SELECTED EXCERPT>
......

New York, 9 March 2015 — As the Trans-Pacific Partnership Agreement (TPP) negotiations progress toward their anticipated conclusion, negotiators will meet in Hawaii this week, where intellectual property demands by the United States government will be discussed.
Doctors Without Borders/Médecins Sans Frontières (MSF) is deeply concerned about the grave impact that intellectual property measures under discussion in the TPP will have on access to medicines for people in developing countries.
MSF relies on affordable generic medicines to conduct its work in more than 60 countries across the globe.
The TPP’s draft intellectual property chapter proposes aggressively expanding intellectual property protections beyond what is required by international law and would lengthen, strengthen and broaden high-priced monopolies for life-saving medicines and vaccines, thereby restricting people’s access.
MSF, public health experts and interested parties, including U.S. members of Congress, have had extremely limited access to the negotiating text and therefore the capacity to inform the negotiations from a public health perspective. However, Congress is considering legislation to allow President Obama to 'fast track' approval of trade agreements, including the TPP.
MSF is very concerned that the fast track could be approved without a strong public health mandate and no recourse for members of Congress to improve the trade agreement text before final approval.
Quote from Judit Rius Sanjuan, U.S. Manager & Legal Policy Adviser, MSF Access Campaign
“If the TPP is passed as it stands, it will go down in history as the most harmful trade agreement for access to medicines ever. We know from leaked texts that the U.S. continues to push for provisions in these secret negotiations that threaten access to affordable medicines for people everywhere.

......

RAW DATA>
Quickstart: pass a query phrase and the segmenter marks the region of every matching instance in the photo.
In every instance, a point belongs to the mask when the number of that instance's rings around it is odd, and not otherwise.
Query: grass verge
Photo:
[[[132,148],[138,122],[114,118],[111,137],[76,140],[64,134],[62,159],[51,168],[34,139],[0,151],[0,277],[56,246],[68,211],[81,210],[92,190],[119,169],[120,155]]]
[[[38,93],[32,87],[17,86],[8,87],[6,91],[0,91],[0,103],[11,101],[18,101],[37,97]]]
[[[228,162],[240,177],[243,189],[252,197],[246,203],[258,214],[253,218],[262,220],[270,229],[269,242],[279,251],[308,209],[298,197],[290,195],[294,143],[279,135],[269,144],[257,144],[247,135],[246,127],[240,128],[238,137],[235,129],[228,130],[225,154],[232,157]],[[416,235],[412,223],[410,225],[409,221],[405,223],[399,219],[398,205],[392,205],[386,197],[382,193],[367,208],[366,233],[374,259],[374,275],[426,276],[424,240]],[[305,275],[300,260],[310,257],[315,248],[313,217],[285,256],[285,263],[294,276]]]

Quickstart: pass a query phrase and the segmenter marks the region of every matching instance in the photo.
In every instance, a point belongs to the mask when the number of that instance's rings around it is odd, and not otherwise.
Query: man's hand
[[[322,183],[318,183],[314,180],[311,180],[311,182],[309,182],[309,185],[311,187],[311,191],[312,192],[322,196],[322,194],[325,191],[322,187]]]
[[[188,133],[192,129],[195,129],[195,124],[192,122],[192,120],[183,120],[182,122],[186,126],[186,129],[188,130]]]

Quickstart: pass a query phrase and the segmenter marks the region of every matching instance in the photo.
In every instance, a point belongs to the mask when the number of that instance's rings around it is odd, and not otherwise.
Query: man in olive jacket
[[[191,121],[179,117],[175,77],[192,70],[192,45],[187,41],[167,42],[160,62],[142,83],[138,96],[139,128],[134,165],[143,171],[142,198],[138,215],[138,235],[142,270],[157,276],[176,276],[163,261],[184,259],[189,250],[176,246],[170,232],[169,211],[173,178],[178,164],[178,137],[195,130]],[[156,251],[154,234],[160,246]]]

......

WORK REQUEST 1> According to the MSF statement on the TPP, in how many countries does MSF use affordable generic medicines for its work?
WORK REQUEST 2> From the MSF statement on the TPP, extract the passage starting at "MSF, public health" and ending at "before final approval.".

ANSWER AREA 1> More than 60 countries.

ANSWER AREA 2>
MSF, public health experts and interested parties, including U.S. members of Congress, have had extremely limited access to the negotiating text and therefore the capacity to inform the negotiations from a public health perspective. However, Congress is considering legislation to allow President Obama to 'fast track' approval of trade agreements, including the TPP.
MSF is very concerned that the fast track could be approved without a strong public health mandate and no recourse for members of Congress to improve the trade agreement text before final approval.